Required work | From the listing below, retype exactly the line holding "the gray t-shirt?", the line holding "of the empty", and the lines between them; skip everything else.
===
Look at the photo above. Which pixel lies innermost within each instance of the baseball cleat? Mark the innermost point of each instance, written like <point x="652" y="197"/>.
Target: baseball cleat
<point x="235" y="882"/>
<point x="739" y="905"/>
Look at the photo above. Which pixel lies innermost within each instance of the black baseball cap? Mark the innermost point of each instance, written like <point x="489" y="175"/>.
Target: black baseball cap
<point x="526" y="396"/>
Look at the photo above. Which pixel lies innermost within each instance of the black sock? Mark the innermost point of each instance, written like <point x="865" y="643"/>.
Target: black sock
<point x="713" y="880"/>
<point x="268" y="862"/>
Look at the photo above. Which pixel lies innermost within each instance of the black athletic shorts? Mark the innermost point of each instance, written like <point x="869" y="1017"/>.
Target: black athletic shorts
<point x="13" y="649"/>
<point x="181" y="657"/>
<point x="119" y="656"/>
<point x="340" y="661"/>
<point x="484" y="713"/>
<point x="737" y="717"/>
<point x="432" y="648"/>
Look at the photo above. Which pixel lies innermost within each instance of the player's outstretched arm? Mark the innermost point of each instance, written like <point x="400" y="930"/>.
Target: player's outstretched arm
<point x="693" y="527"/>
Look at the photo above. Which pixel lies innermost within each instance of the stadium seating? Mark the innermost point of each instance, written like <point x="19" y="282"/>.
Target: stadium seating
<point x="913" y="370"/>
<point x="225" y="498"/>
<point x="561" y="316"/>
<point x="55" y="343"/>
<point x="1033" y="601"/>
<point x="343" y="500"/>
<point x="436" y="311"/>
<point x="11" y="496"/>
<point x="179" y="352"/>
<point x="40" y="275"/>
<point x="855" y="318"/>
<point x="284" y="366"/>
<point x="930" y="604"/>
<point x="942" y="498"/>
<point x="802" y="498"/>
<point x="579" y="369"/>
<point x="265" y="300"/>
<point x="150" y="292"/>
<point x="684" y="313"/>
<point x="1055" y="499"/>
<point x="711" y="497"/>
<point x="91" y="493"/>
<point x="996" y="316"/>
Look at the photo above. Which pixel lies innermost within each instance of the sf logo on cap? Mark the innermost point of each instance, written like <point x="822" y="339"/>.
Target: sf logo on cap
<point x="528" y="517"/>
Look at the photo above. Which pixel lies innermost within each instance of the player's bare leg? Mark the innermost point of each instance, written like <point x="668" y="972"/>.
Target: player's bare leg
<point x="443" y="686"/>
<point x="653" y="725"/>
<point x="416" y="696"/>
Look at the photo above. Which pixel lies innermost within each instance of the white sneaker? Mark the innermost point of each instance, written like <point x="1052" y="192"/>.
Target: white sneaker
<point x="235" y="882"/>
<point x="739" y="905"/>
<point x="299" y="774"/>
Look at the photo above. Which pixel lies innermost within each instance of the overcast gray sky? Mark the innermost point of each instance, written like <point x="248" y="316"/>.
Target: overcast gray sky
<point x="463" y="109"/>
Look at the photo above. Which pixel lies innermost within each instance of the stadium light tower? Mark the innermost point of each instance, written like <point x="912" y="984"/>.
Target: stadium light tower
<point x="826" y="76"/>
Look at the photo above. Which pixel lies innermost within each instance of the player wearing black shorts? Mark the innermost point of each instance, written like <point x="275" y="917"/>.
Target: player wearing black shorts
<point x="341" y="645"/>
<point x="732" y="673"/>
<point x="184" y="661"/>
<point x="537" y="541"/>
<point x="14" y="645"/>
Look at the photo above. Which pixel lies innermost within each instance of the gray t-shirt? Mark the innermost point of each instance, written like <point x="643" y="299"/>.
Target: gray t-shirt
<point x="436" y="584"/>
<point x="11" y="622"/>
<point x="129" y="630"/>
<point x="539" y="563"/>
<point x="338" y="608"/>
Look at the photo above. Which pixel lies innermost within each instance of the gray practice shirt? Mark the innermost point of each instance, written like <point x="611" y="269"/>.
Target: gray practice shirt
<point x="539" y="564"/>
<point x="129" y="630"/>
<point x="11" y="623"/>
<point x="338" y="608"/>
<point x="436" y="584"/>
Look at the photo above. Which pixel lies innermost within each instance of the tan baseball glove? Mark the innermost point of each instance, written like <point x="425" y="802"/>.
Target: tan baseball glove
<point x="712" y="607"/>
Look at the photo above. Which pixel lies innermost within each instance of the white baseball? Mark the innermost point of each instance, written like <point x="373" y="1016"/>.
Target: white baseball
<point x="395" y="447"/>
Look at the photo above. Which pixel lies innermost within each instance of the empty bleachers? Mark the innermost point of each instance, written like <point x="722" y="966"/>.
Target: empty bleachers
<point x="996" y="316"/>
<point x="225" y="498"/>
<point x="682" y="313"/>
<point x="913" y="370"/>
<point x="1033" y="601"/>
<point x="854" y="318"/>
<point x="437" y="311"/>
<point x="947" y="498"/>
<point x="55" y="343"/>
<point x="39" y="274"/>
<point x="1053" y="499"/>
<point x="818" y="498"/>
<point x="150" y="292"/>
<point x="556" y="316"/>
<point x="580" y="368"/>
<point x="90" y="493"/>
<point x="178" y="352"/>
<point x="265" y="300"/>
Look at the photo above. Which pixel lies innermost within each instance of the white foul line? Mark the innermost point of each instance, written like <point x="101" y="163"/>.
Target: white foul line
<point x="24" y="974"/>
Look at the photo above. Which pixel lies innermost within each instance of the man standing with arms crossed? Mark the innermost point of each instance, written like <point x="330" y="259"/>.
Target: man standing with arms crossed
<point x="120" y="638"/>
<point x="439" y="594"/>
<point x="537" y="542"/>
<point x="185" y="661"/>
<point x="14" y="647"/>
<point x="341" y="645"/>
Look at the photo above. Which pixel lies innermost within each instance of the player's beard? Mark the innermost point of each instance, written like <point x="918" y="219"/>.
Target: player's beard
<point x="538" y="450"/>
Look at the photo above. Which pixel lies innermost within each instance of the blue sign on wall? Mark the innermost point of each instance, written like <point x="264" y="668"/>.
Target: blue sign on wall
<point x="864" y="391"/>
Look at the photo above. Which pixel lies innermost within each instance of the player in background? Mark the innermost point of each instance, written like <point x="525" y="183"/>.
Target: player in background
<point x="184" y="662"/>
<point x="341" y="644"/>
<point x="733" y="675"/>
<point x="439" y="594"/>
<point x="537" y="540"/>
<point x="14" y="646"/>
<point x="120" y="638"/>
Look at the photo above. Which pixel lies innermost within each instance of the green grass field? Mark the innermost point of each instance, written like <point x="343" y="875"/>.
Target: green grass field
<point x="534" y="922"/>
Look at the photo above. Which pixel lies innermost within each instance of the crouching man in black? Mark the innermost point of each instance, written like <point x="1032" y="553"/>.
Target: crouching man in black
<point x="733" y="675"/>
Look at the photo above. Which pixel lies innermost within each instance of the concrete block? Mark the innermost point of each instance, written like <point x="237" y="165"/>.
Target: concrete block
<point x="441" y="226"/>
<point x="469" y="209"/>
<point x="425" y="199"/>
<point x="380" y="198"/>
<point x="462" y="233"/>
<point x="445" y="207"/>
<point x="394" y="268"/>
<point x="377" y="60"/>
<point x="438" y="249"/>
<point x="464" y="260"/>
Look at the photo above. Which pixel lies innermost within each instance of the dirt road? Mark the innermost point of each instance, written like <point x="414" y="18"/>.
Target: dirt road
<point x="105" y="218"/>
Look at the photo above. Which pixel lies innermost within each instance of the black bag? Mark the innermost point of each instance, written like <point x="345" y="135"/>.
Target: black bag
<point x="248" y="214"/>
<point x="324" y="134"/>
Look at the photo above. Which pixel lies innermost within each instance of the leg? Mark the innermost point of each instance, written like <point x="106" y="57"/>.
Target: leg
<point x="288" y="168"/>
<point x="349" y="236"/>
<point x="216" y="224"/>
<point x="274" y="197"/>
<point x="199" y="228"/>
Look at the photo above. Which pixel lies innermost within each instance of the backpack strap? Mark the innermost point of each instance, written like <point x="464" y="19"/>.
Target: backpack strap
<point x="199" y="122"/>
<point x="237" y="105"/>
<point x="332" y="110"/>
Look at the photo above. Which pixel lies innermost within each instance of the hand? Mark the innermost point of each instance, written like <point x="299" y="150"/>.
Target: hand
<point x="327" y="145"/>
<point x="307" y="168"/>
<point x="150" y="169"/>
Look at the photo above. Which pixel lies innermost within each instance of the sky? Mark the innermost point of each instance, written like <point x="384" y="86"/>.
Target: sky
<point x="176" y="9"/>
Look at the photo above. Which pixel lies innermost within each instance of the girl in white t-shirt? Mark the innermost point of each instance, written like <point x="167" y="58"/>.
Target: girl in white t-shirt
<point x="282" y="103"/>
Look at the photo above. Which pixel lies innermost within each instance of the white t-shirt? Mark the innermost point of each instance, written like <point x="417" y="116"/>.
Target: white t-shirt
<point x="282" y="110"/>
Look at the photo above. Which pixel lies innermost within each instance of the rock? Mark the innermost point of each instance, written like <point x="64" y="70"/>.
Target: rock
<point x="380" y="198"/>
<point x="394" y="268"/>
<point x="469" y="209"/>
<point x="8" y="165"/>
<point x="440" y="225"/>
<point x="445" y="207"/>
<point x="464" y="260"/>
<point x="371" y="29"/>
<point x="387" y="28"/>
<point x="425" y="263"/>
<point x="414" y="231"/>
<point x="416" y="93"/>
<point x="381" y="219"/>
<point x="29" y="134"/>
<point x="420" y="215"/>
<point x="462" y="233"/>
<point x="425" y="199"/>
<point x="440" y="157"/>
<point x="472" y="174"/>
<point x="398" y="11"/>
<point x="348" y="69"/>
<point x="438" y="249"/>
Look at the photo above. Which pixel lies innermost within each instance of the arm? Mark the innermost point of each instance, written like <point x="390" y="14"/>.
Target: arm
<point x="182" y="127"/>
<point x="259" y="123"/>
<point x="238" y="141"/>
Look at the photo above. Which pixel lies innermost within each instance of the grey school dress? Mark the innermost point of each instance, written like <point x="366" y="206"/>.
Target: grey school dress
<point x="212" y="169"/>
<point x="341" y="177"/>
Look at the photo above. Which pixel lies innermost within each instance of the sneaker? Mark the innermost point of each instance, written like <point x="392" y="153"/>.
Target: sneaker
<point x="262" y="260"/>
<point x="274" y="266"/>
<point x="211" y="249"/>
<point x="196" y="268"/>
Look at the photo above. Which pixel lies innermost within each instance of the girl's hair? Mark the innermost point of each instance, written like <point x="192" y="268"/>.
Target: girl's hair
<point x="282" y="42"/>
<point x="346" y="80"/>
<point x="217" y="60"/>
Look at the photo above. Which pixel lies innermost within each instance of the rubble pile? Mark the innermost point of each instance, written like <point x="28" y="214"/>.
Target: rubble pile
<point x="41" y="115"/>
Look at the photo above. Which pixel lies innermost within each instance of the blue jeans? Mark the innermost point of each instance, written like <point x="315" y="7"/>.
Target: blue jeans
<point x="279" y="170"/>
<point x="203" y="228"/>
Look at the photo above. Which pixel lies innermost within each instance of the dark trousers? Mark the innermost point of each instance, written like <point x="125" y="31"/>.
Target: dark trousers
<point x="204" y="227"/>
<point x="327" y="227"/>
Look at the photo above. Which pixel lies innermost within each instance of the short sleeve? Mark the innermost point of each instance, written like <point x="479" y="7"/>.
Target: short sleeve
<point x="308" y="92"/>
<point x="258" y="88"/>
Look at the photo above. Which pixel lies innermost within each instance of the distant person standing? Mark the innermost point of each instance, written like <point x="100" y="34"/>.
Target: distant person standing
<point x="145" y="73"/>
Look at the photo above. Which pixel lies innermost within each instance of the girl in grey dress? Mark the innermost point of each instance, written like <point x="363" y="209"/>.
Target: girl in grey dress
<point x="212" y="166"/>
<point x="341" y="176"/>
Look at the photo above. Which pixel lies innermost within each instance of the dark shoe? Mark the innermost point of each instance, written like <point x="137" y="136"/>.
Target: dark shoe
===
Output for this task |
Look at the photo above. Which pixel lies innermost within each instance of the gray t-shirt? Mark the innermost point of each instance, written like <point x="643" y="299"/>.
Target: gray t-shirt
<point x="436" y="584"/>
<point x="11" y="622"/>
<point x="129" y="630"/>
<point x="539" y="563"/>
<point x="338" y="608"/>
Look at the photo above. Which pixel lies innermost within each instance of the gray practice shirt? Mark the innermost point of each instance, written like <point x="611" y="269"/>.
Target: gray practice shirt
<point x="539" y="564"/>
<point x="129" y="630"/>
<point x="11" y="623"/>
<point x="338" y="608"/>
<point x="436" y="584"/>
Look at the photo above. Which pixel lies innermost within each instance of the tan baseball glove? Mark the innermost point of each instance, written like <point x="425" y="802"/>.
Target: tan baseball glove
<point x="712" y="607"/>
Look at the photo above. Which pixel lies innermost within each instance of the white baseball? Mark the innermost point of each instance, written like <point x="373" y="1016"/>.
Target: white baseball
<point x="395" y="447"/>
Look at the photo above. Which pixel lies innermost within each instance of the empty bleachers? Mark the innermost point of each instance, written like <point x="722" y="966"/>.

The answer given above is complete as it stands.